Frage an Volker Wissing von Edeltraud S. bezüglich Arbeit und Beschäftigung
Sehr geehrter Herr Doktor Wissing,
für wie wenig Geld würden Sie denn arbeiten, wenn Sie keinen Arbeitsplatz hätten?
Sie haben für das Wachstumsbeschleunigungsgesetz gestimmt!
Unser Land blutet aus, weil viel zu wenig Steuern gezahlt werden. Daran sind die viel zu niedrigen Löhne Schuld! Die Arbeitgeber beuten den Staat aus, indem sie durch Lohndumping den Staat zu zusätzlichen sozialen Leistungen zwingen.
Die Arbeitgeber beuten die Arbeiter aus, indem sie durch ausbeuterische Leiharbeitsverträge, die Arbeiter versklaven.
Die Politiker beuten die Krankenkassen aus, indem sie Lohndumping und versicherungsfreie Arbeit zulassen!
Warum sorgen Sie nicht dafür, dass mit ordentlichen Löhnen, die Krankenkassen auch ordentliche Beiträge bekommen?
Warum sorgen Sie nicht dafür, dass durch eine Verdopplung der Versicherungspflichtgrenze, genügend gut verdienende Arbeitnehmer in die gesetzlichen Kassen kommen?
Wenn dann noch die Beitragsobergrenze angehoben wird, würden die gesetzlichen Krankenkassen im Geld schwimmen, habe ich nicht recht?
Warum tun Sie dies alles nicht und sorgen damit nicht für sozialen Frieden?
Die Menschen in unserem Land wollen keinen Sozialismus, keine Gleichmacherei der Löhne!
Sie akzeptieren Unterschiede, die durch Ausbildung, Fleiß und Engagement erarbeitet wurden.

• **BEREITGESTELLTE DATEN**:
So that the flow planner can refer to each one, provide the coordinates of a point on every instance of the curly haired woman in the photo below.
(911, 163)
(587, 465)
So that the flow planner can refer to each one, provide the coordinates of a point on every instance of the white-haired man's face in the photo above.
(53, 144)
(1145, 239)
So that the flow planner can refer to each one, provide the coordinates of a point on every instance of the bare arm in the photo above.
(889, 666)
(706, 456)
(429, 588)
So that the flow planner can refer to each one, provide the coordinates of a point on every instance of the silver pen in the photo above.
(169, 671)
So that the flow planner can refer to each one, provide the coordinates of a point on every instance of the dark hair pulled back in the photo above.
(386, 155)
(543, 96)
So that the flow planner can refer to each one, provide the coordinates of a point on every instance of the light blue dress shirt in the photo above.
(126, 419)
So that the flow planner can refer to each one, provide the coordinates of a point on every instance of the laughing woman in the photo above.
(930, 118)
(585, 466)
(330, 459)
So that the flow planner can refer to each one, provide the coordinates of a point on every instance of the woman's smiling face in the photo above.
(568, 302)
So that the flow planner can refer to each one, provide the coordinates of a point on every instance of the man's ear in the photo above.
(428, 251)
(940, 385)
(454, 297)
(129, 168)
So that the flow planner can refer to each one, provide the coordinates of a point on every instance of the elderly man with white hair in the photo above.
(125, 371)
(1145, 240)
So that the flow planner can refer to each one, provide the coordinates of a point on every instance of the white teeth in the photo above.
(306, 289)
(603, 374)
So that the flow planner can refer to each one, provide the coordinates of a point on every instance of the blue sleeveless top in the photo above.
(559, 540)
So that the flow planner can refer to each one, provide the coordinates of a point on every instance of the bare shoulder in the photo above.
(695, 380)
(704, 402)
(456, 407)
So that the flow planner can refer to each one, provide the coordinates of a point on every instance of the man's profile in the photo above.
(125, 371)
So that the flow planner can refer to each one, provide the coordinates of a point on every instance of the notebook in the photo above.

• **AUFGABEN**:
• A. Fassen Sie die Bürgerfrage an Volker Wissing in zwei Sätzen zusammen.
• B. Für welches Gesetz hat Volker Wissing laut der Bürgerfrage gestimmt?

• **LÖSUNGEN JE AUFGABE**:
• A. Die Bürgerfrage an Volker Wissing wirft ihm seine Zustimmung zum Wachstumsbeschleunigungsgesetz vor und beschuldigt Arbeitgeber und Politiker, durch Lohndumping, Leiharbeit und versicherungsfreie Arbeit den Staat, die Arbeiter und die Krankenkassen auszubeuten. Sie fragt, warum er nicht für ordentliche Löhne, eine Verdopplung der Versicherungspflichtgrenze und eine höhere Beitragsobergrenze sorgt, und betont zugleich, dass die Menschen keine Gleichmacherei der Löhne wollen.

• B. Für das Wachstumsbeschleunigungsgesetz.